*SOURCE MATERIAL*
================================

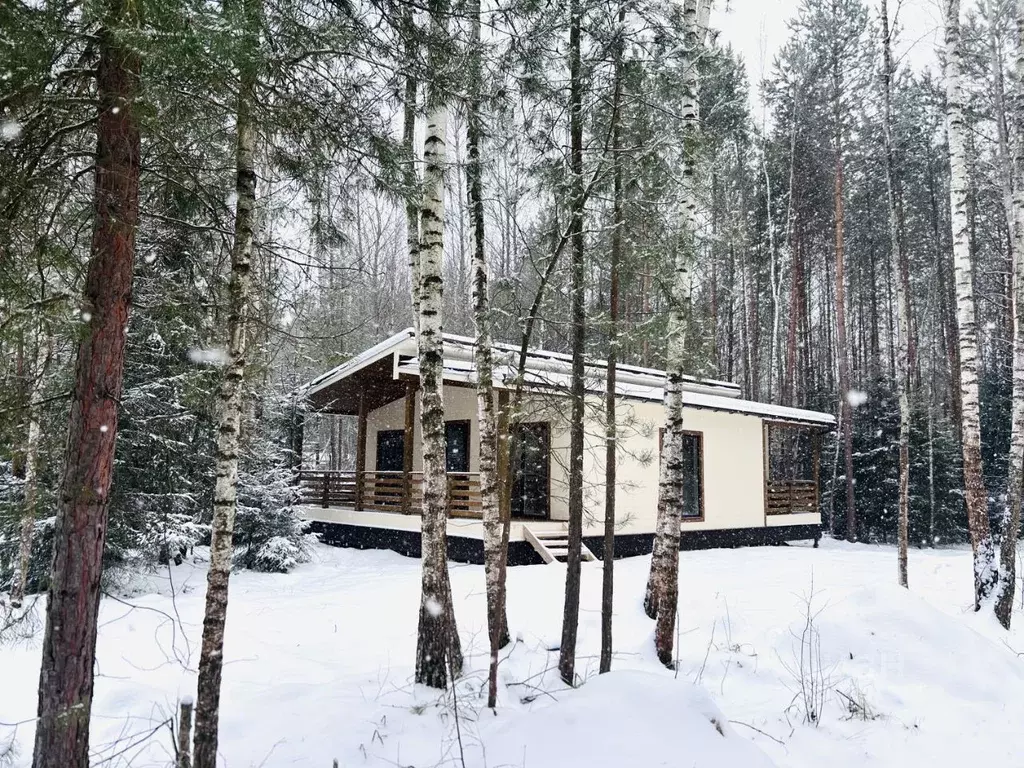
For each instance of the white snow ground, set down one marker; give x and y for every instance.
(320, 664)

================================

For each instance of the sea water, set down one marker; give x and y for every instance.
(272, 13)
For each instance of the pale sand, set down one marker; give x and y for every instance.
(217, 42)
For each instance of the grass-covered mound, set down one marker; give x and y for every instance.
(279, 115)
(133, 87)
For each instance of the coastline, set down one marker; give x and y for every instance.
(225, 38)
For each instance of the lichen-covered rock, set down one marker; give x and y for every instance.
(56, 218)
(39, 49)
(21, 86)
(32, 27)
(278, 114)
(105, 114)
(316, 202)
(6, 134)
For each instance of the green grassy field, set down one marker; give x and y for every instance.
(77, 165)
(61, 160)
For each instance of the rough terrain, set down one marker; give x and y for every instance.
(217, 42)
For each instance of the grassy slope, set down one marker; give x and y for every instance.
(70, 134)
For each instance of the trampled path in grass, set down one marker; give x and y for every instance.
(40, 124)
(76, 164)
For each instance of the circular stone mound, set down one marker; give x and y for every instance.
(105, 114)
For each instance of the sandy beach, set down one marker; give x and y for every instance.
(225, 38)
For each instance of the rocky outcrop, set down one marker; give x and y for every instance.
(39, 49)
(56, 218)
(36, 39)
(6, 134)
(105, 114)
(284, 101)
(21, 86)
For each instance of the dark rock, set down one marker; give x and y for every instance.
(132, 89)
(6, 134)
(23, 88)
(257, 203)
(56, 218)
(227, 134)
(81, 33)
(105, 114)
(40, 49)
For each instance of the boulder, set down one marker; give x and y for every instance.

================================

*DIRECTIONS*
Copy the lines of the material verbatim, starting at the line that contains "For each instance of the lichen-covered" and ending at the line that contains "For each instance of the boulder, set", with both of those lines included.

*RESPONSE FOR THIS EXERCISE*
For each instance of the lichen-covered rock, set down one marker; give x and y for every instance.
(56, 218)
(39, 49)
(21, 86)
(32, 27)
(278, 114)
(105, 114)
(316, 202)
(6, 134)
For each instance of the green grassy field, set down one marker; give x and y for every instance.
(77, 165)
(61, 160)
For each instance of the rough terrain, set down one marker; give x and y for every instance.
(217, 42)
For each instance of the grassy slope, set down one marker; give x and y for every instance.
(70, 134)
For each instance of the trampled path in grass, set down one marker; give x and y for every instance.
(40, 124)
(76, 164)
For each instance of the circular stone mound, set down one marker; give x and y for every instance.
(105, 114)
For each instance of the sandy beach, set down one marker; give x and y for every instance.
(225, 38)
For each instance of the rocky outcrop, set down one marker; give x and y for every instance.
(39, 49)
(56, 218)
(36, 39)
(6, 134)
(105, 114)
(284, 101)
(21, 86)
For each instance of the dark rock, set down one marker; give x and y for every instance.
(132, 89)
(6, 134)
(23, 88)
(257, 203)
(56, 218)
(227, 134)
(81, 33)
(105, 114)
(40, 49)
For each instance of the boulder, set down one marker; give x and y for every instance.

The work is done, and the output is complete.